• Exercise instructions: Switch "Place a point" to "Put a marker" throughout the lines below and write them out again, changing nothing else and leaving out the pictures.

(Stored data entries)
* * * * * * *
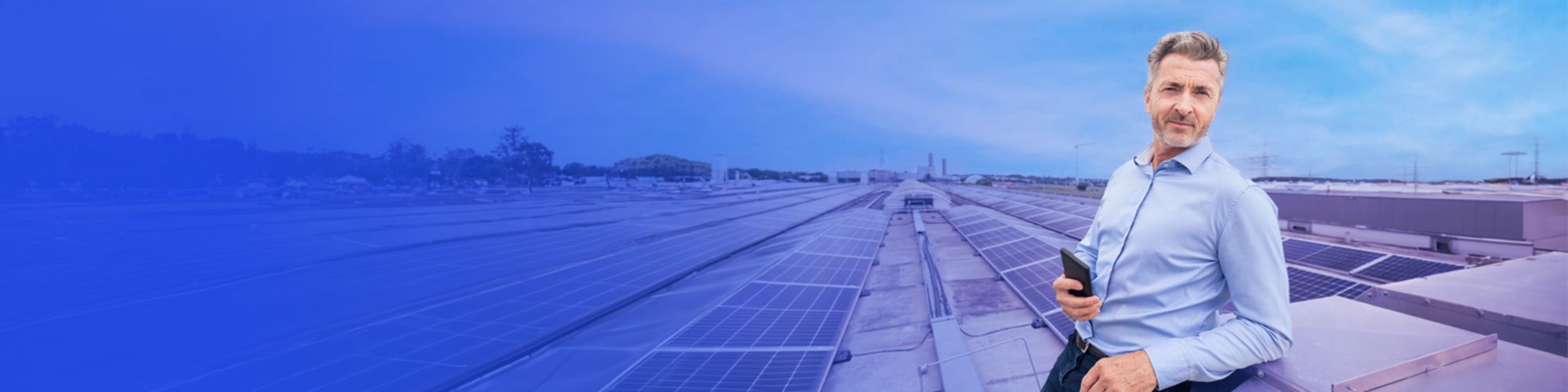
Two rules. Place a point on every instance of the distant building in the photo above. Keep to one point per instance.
(720, 169)
(849, 175)
(352, 184)
(882, 176)
(1467, 225)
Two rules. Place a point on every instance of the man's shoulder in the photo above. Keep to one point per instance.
(1225, 178)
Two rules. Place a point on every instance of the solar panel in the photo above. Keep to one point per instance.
(843, 247)
(1061, 324)
(1403, 269)
(1034, 285)
(1343, 260)
(1017, 255)
(818, 269)
(1296, 250)
(727, 371)
(1356, 291)
(1312, 286)
(750, 328)
(855, 233)
(996, 238)
(760, 296)
(981, 227)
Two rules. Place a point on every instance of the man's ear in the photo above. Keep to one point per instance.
(1147, 109)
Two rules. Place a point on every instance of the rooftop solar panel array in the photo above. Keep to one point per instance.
(462, 335)
(1365, 264)
(1340, 258)
(1312, 286)
(728, 371)
(1028, 264)
(777, 333)
(1067, 219)
(1403, 269)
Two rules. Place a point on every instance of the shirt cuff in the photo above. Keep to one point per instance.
(1171, 363)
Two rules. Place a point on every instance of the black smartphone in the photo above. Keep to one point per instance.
(1076, 270)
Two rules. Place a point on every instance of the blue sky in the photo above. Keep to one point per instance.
(1340, 89)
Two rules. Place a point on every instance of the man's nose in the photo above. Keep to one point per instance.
(1185, 106)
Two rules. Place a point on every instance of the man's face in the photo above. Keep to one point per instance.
(1183, 100)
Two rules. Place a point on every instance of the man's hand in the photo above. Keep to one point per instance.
(1078, 308)
(1125, 372)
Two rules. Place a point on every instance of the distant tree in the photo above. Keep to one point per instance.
(451, 164)
(482, 167)
(579, 170)
(520, 156)
(407, 161)
(512, 142)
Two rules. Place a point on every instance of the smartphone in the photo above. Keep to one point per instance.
(1076, 270)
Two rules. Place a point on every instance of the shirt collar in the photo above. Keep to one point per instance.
(1192, 159)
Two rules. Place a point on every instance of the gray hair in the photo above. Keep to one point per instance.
(1192, 45)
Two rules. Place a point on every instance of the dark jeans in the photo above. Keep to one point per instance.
(1072, 366)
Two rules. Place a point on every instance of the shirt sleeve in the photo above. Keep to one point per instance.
(1089, 249)
(1252, 260)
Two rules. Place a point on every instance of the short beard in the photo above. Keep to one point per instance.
(1178, 142)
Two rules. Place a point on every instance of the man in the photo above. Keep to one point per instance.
(1180, 234)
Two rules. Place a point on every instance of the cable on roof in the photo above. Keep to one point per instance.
(967, 333)
(927, 336)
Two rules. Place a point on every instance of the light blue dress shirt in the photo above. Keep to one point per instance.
(1169, 249)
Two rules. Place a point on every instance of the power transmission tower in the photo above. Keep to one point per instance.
(1536, 178)
(1415, 175)
(1514, 164)
(1076, 180)
(1263, 159)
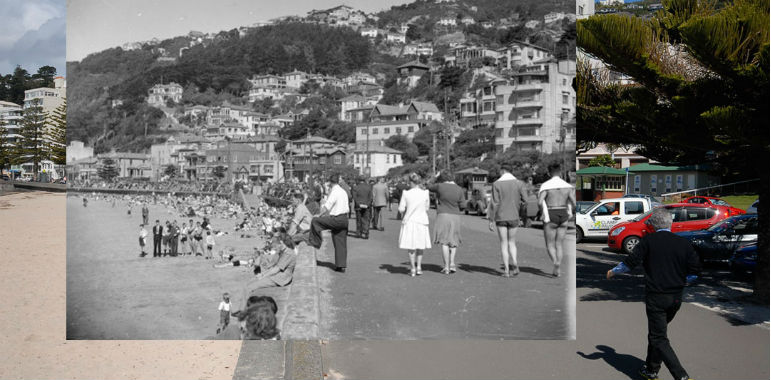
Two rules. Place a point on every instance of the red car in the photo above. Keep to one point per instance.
(685, 217)
(714, 201)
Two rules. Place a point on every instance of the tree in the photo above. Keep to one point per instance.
(701, 92)
(108, 170)
(602, 160)
(32, 146)
(400, 142)
(57, 134)
(6, 150)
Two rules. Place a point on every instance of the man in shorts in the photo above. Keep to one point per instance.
(557, 200)
(509, 196)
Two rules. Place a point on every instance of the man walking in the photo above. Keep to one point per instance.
(379, 200)
(362, 203)
(145, 214)
(157, 238)
(557, 200)
(333, 216)
(669, 262)
(508, 198)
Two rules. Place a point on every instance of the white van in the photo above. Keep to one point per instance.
(598, 220)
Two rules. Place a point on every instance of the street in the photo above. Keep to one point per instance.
(377, 299)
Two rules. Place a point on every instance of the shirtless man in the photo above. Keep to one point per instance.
(557, 200)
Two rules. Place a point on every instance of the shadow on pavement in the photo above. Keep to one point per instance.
(623, 363)
(590, 273)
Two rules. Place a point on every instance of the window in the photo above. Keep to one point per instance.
(633, 208)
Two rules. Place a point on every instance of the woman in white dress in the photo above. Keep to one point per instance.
(414, 235)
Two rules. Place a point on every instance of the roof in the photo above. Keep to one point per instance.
(352, 98)
(474, 170)
(425, 106)
(314, 139)
(413, 64)
(604, 170)
(662, 168)
(379, 149)
(385, 109)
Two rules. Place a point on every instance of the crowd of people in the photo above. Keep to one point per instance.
(291, 213)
* * * * * * *
• Response to the task:
Two rules. Put a marker on every instance of the distant building in the photo above. Keep to one point per instance.
(720, 169)
(849, 175)
(352, 184)
(882, 176)
(1467, 225)
Two rules. Put a marker on every instance of the man's shoulder in the photo above. Keep to one point per instance.
(1225, 178)
Two rules. Put a marker on every instance of the solar panel in the photo above. Keep to one point per instance.
(843, 247)
(1061, 324)
(1403, 269)
(1034, 285)
(1343, 260)
(1017, 255)
(818, 269)
(1296, 250)
(727, 371)
(1356, 291)
(1312, 286)
(750, 328)
(855, 233)
(996, 238)
(760, 296)
(981, 227)
Two rules. Put a marker on every instance of the man's ear in the photo above. Keep to one point per instance.
(1147, 109)
Two rules. Put a marker on every instance of the rooftop solar panel array in the photo above. Keep to one point per instance.
(462, 335)
(1365, 264)
(1340, 258)
(1312, 286)
(728, 371)
(1028, 264)
(777, 333)
(1067, 219)
(1403, 269)
Two rules. Put a marker on every instance of the shirt cuff in the photo above. Keep to one point per instance.
(1171, 363)
Two rules. Put a marker on every instance of the black smartphone in the photo above. Keep to one point per instance.
(1076, 270)
Two rules. Put a marker on every instance of the blue sky in the photo above. Keep to one point per instance.
(1340, 89)
Two rules. Put a marker on every instance of the man's nose in the photo above. Keep to one point per instance.
(1185, 106)
Two rules. Put a marker on every instance of the man's face in the photo above. Keep to one point per instance.
(1183, 100)
Two rules. Put a marker on every instance of the man's hand in the photo above. Keep to one point per instance.
(1078, 308)
(1125, 372)
Two rules. Put a marker on every instance of the distant tree in the photo above. Keep to one point per instance.
(451, 164)
(482, 167)
(579, 170)
(520, 156)
(407, 161)
(512, 142)
Two rules. Put a marker on every instance of the smartphone in the photo above. Keep to one point per instance.
(1076, 270)
Two rules. Put a marker on every instance of the shirt collar in the photo above. Keep to one point per instance.
(1192, 159)
Two rules. Put a marker on every instance of the gray hair in the photo above. Keep to one point per instance.
(1192, 45)
Two rules. Put a marker on every instance of the dark jeans in the photo above. Keep to one point per instance.
(1072, 366)
Two rules. Put a marker on every instance of the shirt sleeve in the photo above. Keep to one point per instance.
(1089, 249)
(1252, 260)
Two rules. Put a marker on every instance of the short beard in the photo above. Keep to one point per instance.
(1178, 142)
Two rules. Put a marker on every instance of the man in the photo above. Keep to one point per instance.
(1180, 234)
Two rules. Put a marker on every instance of the cable on roof in the photo above. Keep to one point per instance.
(967, 333)
(927, 336)
Two rules. Put a marker on every instance of the light blue dress shirt in the photo above. Keep to one point per instance.
(1169, 249)
Two rules. Put a marker on every instance of the power transmission tower in the photo above. Keep to one point per instance.
(1536, 178)
(1415, 175)
(1514, 164)
(1076, 180)
(1263, 159)
Two rules. Put a marker on every instance of the red car in the photo above. Keep to one point per instance.
(685, 217)
(714, 201)
Two rules. Put a marker on every instance of the tree in the photo above. Keep to one point per instance.
(701, 92)
(108, 170)
(602, 160)
(32, 146)
(400, 142)
(57, 134)
(6, 150)
Two rules. Put a marker on every instance of the man in shorts in the photo above. Keep to one point per instance.
(557, 200)
(509, 196)
Two rules. Put a marker on every instance of the man walking in the photo above. Keep to one point per instance.
(379, 200)
(362, 203)
(145, 214)
(157, 238)
(557, 200)
(333, 216)
(669, 262)
(508, 198)
Two rules. Put a marker on every instance of the white van in the photo above. Keep to one point per instance.
(598, 220)
Two rules. Put a marker on every instance of the street in the photo above. Keep to one point per instance.
(377, 299)
Two rules. Put a marker on every instance of the shirtless man in the photo above. Keep to one point per instance.
(557, 200)
Two rules. Put a marker on every instance of the shadow on pavement in the photo above. Keep to one point per instance.
(623, 363)
(590, 273)
Two rules. Put a marker on every instance of the window in the photo above. Keep to one point per instance.
(633, 208)
Two rules. Put a marker on every instance of the woman in white dress in the photo above. Keep to one point per instance.
(414, 235)
Two rules. Put a marker on every instance of the roof in the photo above. Keep to one point per instance.
(352, 98)
(474, 170)
(425, 106)
(314, 139)
(413, 64)
(604, 170)
(662, 168)
(379, 149)
(385, 109)
Two rules. Put a marker on every instance of the crowd of people in the photo above. Keep to one point per instance.
(291, 213)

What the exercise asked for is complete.